- Set problem: Copy every line of the material below, including the text that accompanies each answer, but leave out the pictures. Multiply each x and y coordinate in the answers by 0.2 and round to whole numbers, rounding halves up.

- Material for this exercise:
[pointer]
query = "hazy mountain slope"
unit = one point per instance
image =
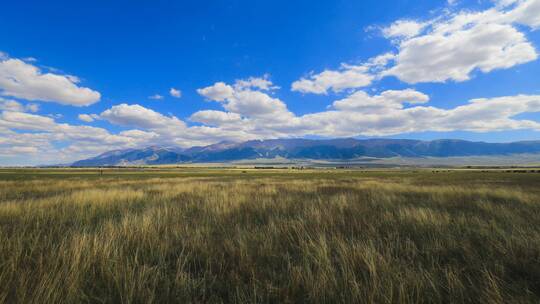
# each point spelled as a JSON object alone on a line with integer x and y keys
{"x": 333, "y": 149}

- Right answer:
[pointer]
query = "hazy mountain slope"
unit = one point per instance
image =
# each point spelled as a JSON object alone on a line with integer x and y keys
{"x": 67, "y": 30}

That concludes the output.